Extract:
————————

Some years ago, I shot in club-c...
4 months ago
28 comments:
If you don't know what you're looking for, you won't be able to find it, but what you stumble aross becomes your current reality.
Well, it's all Maya, isn't it? But you do have to work with the stuff of the illusion, since you are wearing the same cloth. Remember the story of the student, guru, and the rampaging elephant ...
Maybe there's no answer, but it seems like you're leading up to some orienting generalizations, at least. I mean, just like you have to develop a self before you go beyond it, or learn a system before you break its rules ... If there's no answer, you're still hinting at a direction. :)
Heh. This is one of the times when I genuinely can't relate to what you've written. As fond as I am of agency, I mostly fell into my turning points. I certainly didn't plan the relationship that turned into my first marriage, and I really just lucked into my current job. I had kids because I was bored.
I don't think people want to think of themselves as "everyday". It shatters the illusion of uniqueness.
Hrrm. That reminds me, someone has created a group on Livejournal called 50kv_snowflakes, for videos and news stories about all the "special, individual snowflakes" who argue with cops and get tasered. The comments can be hilarious.
Well, if we are gonna get metaphysical, we are all every day people -- and all unique.
It's not solipsictic to say that parts of my reality are going to be different from yours, because we are different filters. What might pass through mine can get caught in yours, and vice-versa.
When my wife and I read the newspaper, sometimes it seems as if we aren't looking at the same periodical at all. We look at the same page, read different stories, and even when we read the same ones, sometimes have different views on what those said.
Join a book club, and be amazed at what you missed and others caught, or wonder what on Earth they were thinking, because that's not what you got from it at all ...
Rory says that there's no one answer to every problem, and I can readily agree with that. That nifty barehanded fighting stuff doesn't work as well against a twelve-gauge shotgun at twenty feet.
Then again, I'm certain there is more than one path up the mountain; that, sometimes, there are answers, at least partial ones.
I don't have to solve all the problems, just the ones I run into.
And, I don't believe that so what? who cares? why bother? is gonna do the trick ...
There's one fundamental question that every engineering project has to ask. "What problem are you trying to solve?" In this case it's "What fight are you trying to win?" Bar fights are different than making arrests. Neither has much to do with rape prevention, a boxing match or small unit tactics in the military.
Tools that are perfect for one might not hold up very well for the others.
Just out of idle curiosity...
When you say you're a koryu snob, what tradition do you enjoy? With just a little bit of poking I've found a surprisingly large and enthusiastic community of people who do old Japanese martial arts in the Portland area.

————————

Shape boundary entries:
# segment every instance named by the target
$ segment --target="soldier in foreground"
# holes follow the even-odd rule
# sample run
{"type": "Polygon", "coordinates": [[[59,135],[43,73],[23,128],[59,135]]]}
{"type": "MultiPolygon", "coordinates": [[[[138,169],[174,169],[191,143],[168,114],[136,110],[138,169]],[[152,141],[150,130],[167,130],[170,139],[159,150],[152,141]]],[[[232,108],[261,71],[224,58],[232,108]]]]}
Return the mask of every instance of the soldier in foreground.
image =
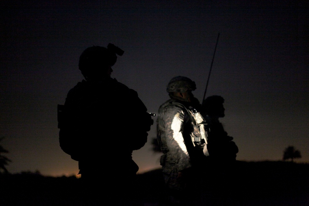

————————

Set exercise 1:
Answer these from the comment thread:
(a) What is the name of the Livejournal group mentioned?
(b) According to the commenter who reads the newspaper with a spouse, how does it sometimes seem?
(c) What fundamental question does every engineering project have to ask?
Set exercise 2:
Transcribe the comment thread word for word, everything from "Rory says that" down to "the trick ...".
The items have no role in this work.

Correct response 1:
(a) 50kv_snowflakes
(b) As if they aren't looking at the same periodical at all.
(c) "What problem are you trying to solve?"

Correct response 2:
Rory says that there's no one answer to every problem, and I can readily agree with that. That nifty barehanded fighting stuff doesn't work as well against a twelve-gauge shotgun at twenty feet.
Then again, I'm certain there is more than one path up the mountain; that, sometimes, there are answers, at least partial ones.
I don't have to solve all the problems, just the ones I run into.
And, I don't believe that so what? who cares? why bother? is gonna do the trick ...